[PROMPT]: Take the records underneath and set them down exactly.

Excerpts from point annotation data:
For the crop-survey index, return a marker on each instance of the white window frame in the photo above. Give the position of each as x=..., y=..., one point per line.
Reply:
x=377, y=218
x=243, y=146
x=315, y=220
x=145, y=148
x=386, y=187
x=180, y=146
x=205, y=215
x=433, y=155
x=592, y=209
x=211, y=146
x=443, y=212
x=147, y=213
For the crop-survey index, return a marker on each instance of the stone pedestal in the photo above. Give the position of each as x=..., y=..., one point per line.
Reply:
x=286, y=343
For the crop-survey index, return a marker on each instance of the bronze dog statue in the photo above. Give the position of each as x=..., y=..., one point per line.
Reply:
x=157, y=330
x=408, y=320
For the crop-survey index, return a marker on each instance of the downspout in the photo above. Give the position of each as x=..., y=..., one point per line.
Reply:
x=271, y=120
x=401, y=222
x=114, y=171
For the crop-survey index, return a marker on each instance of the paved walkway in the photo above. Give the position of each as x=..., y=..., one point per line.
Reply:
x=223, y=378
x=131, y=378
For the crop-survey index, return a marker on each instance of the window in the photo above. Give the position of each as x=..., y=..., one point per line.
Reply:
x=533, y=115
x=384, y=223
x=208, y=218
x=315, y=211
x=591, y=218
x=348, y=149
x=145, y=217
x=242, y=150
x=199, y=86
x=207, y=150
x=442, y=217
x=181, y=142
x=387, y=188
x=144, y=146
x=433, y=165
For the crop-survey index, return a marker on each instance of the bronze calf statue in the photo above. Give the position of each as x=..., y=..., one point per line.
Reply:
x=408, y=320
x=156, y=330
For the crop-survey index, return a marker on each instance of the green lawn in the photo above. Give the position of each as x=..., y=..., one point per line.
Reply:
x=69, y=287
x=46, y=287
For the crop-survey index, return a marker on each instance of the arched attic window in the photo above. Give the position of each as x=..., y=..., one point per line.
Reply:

[RIGHT ANSWER]:
For the crop-survey index, return a marker on each instance of the white window frame in the photo above. Give the position of each as x=..., y=..., one point per line.
Reply:
x=377, y=218
x=243, y=146
x=315, y=220
x=145, y=148
x=386, y=187
x=180, y=146
x=205, y=215
x=433, y=155
x=592, y=209
x=211, y=146
x=443, y=212
x=147, y=213
For the crop-survey index, return a marker on each instance of the stone pedestal in the photo above. Give the position of each as x=..., y=..., one point per line.
Reply:
x=286, y=343
For the crop-survey index, return a marker on each instance of the bronze dog statue in the photo above. Give the position of each as x=..., y=..., one point per line.
Reply:
x=157, y=330
x=408, y=320
For the crop-survey index, return a marker on each instance of the downspout in the photo above. Give the position of each as x=..., y=..., one point per line.
Reply:
x=271, y=120
x=401, y=222
x=114, y=171
For the crop-survey index, return a marker on each instance of the paved walkway in the photo above. Give the position of each as x=..., y=..., one point per line.
Reply:
x=223, y=378
x=131, y=378
For the crop-survey index, return a marker on each instance of the window in the photo above. Give the position of each as x=..., y=..., one point per line.
Reply:
x=533, y=115
x=384, y=223
x=208, y=218
x=315, y=211
x=591, y=218
x=348, y=149
x=145, y=217
x=242, y=150
x=199, y=86
x=207, y=150
x=442, y=217
x=181, y=142
x=387, y=188
x=144, y=146
x=433, y=165
For the crop-survey index, return a marker on each instance of the bronze calf statue in the photo above. Give the position of each as x=..., y=..., one point per line.
Reply:
x=408, y=320
x=156, y=330
For the crop-survey index, return a marker on each instance of the green lawn in the photo above. Give the position of each as x=..., y=..., one point per line.
Reply:
x=69, y=287
x=46, y=287
For the crop-survey index, return a marker on each instance of the arched attic window in the photo above. Give the position of each as x=..., y=..., one point per line.
Reply:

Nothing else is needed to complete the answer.